- **提示文章**
______________________________
毎年春先になると様々な問題として取り上げられる「黄砂」ですが、今年は特に話題のPM2.5と共により特に注目されております。
お車に与える影響も年々変わってきており、そのまま放置しておくとかなりの被害を被る恐れもあります。
黄砂とは、文字通り「砂」の種類ですが、その由来は主として中国のゴビ砂漠やタクラマカン砂漠や黄土地帯で偏西風によって吹き上げられた多量の砂塵が、上空の風に運ばれて日本まで飛来し、降下する現象のことを言います。
この現象は気象の影響によるもので、主に3~5月の春期に多く見られ、飛散の多いときには、実際に空が黄褐色に見えるほどで、現象を目視で確認することが出来ます。

黄砂の組成は一定ではなく発生源や飛散ルートによって異なる!

黄砂は飛散していく過程で大気中の様々な粒子を吸着し、化学反応を起こしており大変複雑な組成となっています。そのため、発生源によってその組成が異なることはもちろん、飛散するルートによっても組成が異なってきます。
______________________________
- **提供資料**
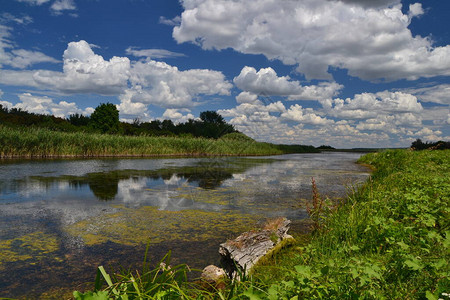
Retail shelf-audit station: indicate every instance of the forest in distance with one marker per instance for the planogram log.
(96, 135)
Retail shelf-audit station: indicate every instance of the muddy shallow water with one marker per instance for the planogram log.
(60, 219)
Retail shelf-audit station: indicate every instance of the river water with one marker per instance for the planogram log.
(60, 219)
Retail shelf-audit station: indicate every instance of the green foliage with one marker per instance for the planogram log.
(105, 118)
(325, 147)
(211, 117)
(389, 240)
(439, 145)
(36, 142)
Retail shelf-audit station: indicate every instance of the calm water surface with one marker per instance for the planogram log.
(60, 219)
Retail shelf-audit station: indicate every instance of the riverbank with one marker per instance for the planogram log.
(390, 239)
(45, 143)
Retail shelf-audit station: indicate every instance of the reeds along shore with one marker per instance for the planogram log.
(44, 143)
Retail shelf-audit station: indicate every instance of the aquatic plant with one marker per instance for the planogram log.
(390, 239)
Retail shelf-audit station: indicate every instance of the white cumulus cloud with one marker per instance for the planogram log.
(18, 58)
(267, 82)
(46, 105)
(371, 42)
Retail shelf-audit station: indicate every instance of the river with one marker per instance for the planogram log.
(60, 219)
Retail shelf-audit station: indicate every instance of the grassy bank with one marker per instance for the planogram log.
(38, 142)
(389, 240)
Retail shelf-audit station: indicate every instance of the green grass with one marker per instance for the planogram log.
(389, 240)
(41, 143)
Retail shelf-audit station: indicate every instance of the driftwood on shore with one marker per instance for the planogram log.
(242, 253)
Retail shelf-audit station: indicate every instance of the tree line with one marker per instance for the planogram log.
(105, 119)
(439, 145)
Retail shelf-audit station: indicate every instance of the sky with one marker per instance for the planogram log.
(345, 73)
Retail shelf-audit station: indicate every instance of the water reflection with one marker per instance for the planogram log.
(88, 207)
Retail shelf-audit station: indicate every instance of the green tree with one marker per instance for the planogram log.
(105, 118)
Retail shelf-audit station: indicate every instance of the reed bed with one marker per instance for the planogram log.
(44, 143)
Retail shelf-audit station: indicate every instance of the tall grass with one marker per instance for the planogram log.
(38, 142)
(390, 240)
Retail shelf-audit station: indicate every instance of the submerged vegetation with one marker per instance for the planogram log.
(390, 239)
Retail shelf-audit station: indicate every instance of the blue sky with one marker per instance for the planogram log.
(349, 73)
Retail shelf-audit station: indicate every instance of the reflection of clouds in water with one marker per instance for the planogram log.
(32, 188)
(175, 180)
(266, 185)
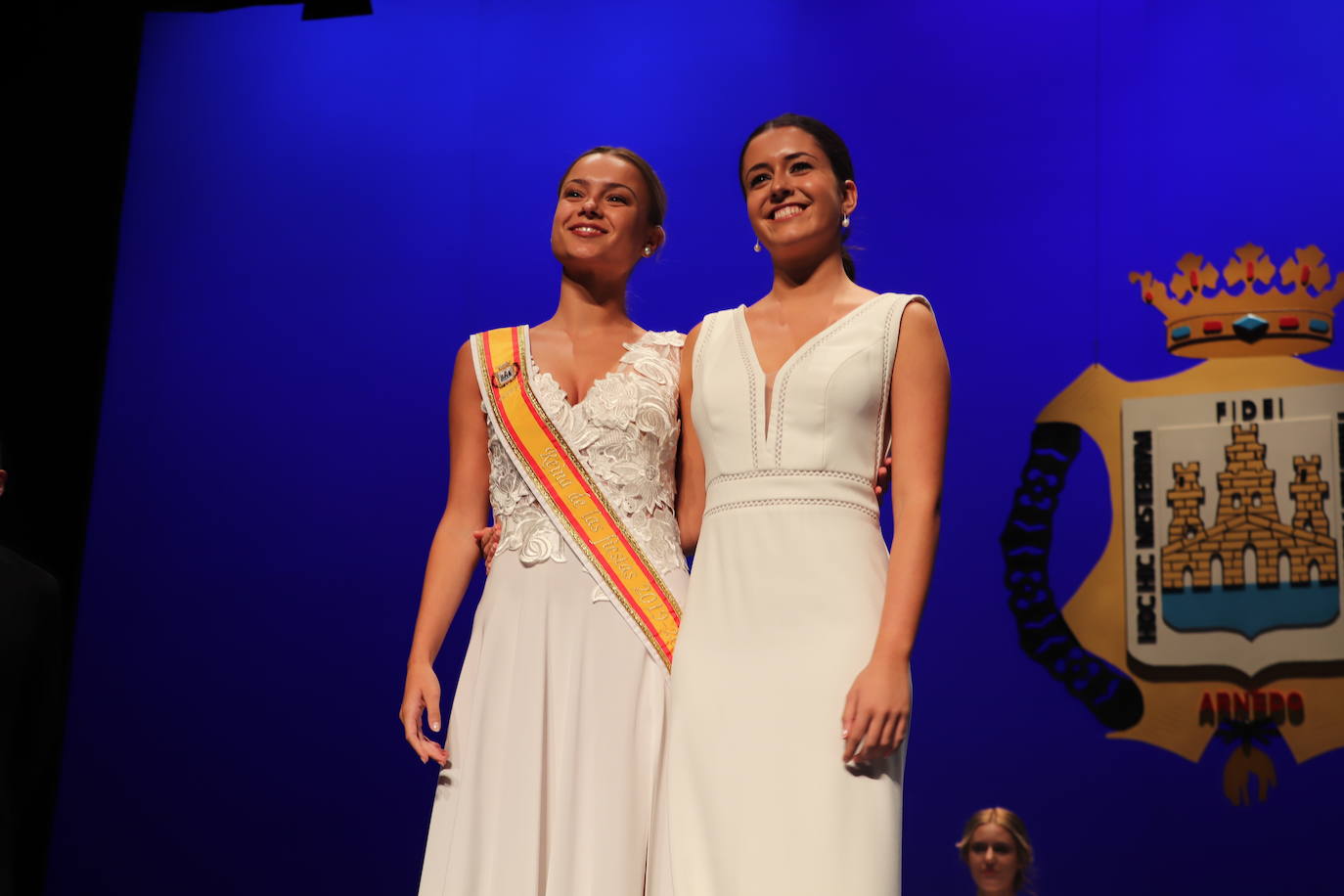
______________________________
- **取り組む課題**
黄砂について述べた文章を、その最後の一文のあとから書き継ぎなさい。

- **最終解答**
例えば、黄砂の粒子を触媒として、大気中の硫酸アンモニウムが湿気によって黄砂に吸着し、黄砂に含まれるカルシウムがアンモニアと化学反応し、硫酸カルシウム(石膏)に変化することがわかっています。
また、黄砂の発生源とされる地域を区分してそれぞれの黄砂に含まれる成分を分析したところ、1つの地域では、ケイ素が最も多く含まれており、別の地域のサンプルでは、二酸化ケイ素が多い等それぞれに異なった特徴を持っています。
そのため、一概に「黄砂=こういうもの」という定義が出来ないため、黄砂による影響を受けた際の対応策や事前の対策も難しい物となっています。

黄砂の塗装面への影響…

黄砂は、カルシウム分を多量に含むため、多くの場合その残留成分でイオンデポジットが発生してしまいます。
黄砂に多く含まれるミネラル分は、イオンデポジットの原因となるカルシウムイオンやマグネシウムイオンが主体であるため、黄砂が塗装面に付着した状態で雨が降ったり、夜露等の湿気を含むことで、容易にイオンデポジットが発生してしまうということが問題になります。 この現象は、黄砂に限らず日常の洗車による水道水や井戸水の使用でも見られる現象ではありますが、黄砂の場合にはその原因物質がより多く含有されているため現象がさらに起きやすくなります。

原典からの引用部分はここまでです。